* _INSTRUCTIONS TO FOLLOW_
Pull out every line of the material below that contains the string "groom", and copy each one in full. Case counts.

======== INPUT FOR THIS TASK ========

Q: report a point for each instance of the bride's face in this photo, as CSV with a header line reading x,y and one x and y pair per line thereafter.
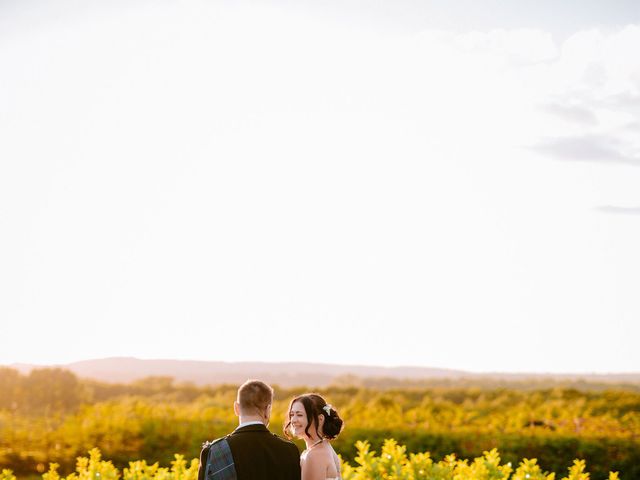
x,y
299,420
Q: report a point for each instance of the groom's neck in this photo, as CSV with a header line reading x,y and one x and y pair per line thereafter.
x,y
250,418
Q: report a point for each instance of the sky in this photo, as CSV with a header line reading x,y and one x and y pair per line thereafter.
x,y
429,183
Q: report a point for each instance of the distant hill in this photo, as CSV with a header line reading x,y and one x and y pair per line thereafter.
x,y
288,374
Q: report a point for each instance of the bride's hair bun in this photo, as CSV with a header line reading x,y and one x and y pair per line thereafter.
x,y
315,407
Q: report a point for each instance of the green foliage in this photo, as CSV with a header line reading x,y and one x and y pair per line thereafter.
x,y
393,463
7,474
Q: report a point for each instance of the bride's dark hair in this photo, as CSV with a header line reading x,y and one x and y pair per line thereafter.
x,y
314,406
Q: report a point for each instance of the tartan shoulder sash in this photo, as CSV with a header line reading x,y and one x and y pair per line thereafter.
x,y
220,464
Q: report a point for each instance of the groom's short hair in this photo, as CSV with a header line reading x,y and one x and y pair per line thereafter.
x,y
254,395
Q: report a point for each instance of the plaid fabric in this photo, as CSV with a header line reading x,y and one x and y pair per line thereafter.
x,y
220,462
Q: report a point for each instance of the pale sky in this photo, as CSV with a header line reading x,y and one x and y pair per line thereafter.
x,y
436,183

========
======== INPUT FOR THIS TASK ========

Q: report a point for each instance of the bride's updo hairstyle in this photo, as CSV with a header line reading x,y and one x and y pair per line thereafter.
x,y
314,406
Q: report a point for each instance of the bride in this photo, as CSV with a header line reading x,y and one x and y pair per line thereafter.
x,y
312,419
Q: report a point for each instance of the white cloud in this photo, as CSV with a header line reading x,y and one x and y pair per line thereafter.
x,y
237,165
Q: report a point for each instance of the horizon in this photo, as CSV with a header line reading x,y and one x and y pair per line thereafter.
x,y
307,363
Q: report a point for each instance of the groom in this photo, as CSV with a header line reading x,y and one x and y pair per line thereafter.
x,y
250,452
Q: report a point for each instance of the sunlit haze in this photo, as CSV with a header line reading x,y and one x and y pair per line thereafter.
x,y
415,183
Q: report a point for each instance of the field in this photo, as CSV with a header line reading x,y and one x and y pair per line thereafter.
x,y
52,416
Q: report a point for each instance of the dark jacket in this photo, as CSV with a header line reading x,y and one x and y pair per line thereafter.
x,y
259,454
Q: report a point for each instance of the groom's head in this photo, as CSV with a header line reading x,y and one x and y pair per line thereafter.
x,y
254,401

========
======== INPUT FOR THIS TASK ========

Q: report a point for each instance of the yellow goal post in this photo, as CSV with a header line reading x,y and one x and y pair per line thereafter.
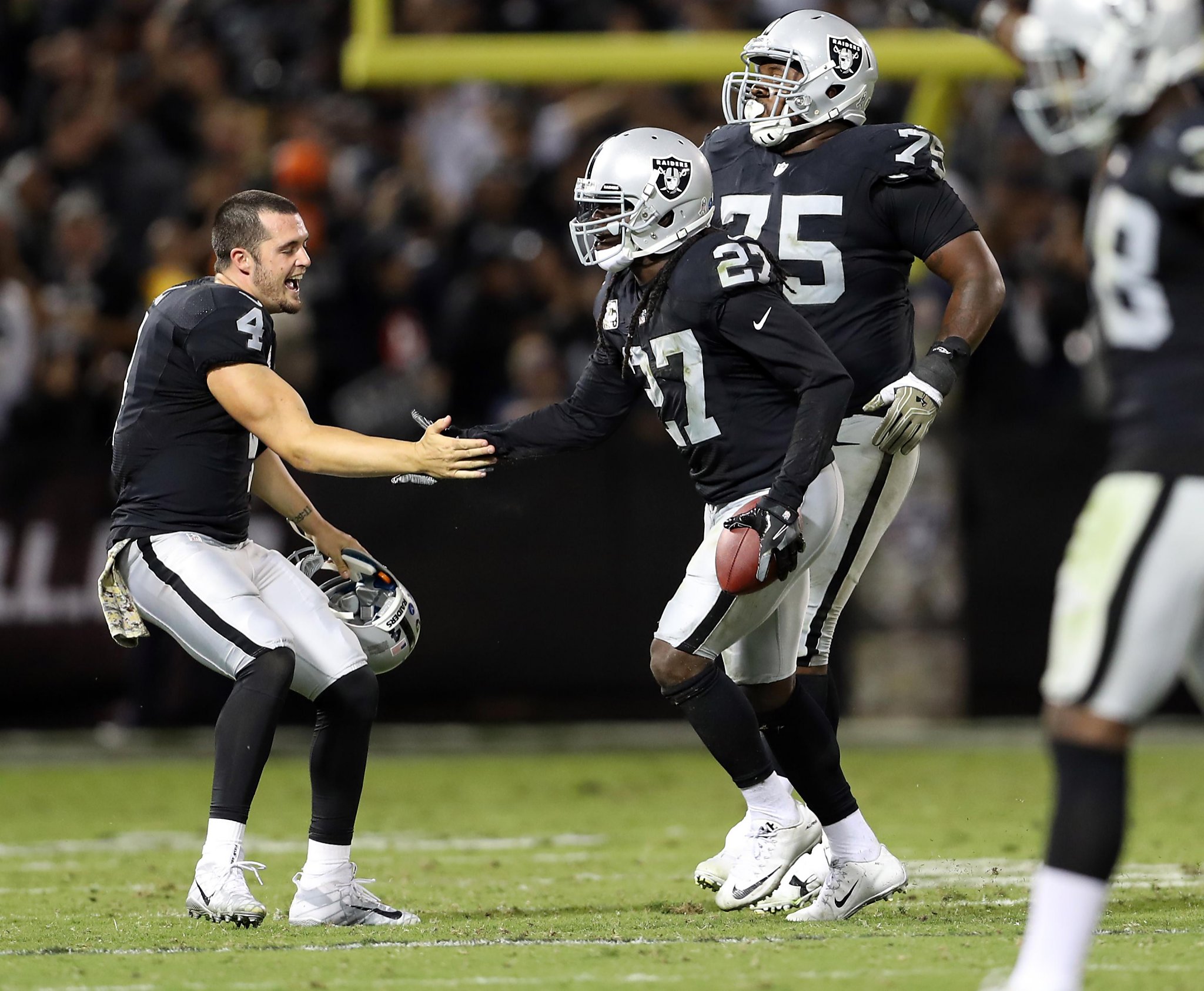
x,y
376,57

========

* _EXERCISE OUTPUT_
Q: report a point for each instance of the groom's neck in this photo, as CSV with a header line reading x,y and one x and y pair per line thereafter.
Q: report a point for each instance of the groom's short hair in this photo, as CSV with a header line reading x,y and one x and y pair per line thereafter.
Q: report a point for each instance of the groom in this photo, as CSV with a header line reading x,y and one x and y pair per line thereafter.
Q: report a point for each instance of the groom's head in this photo, as CSV with a header line reading x,y and one x and y pair per line thereafter.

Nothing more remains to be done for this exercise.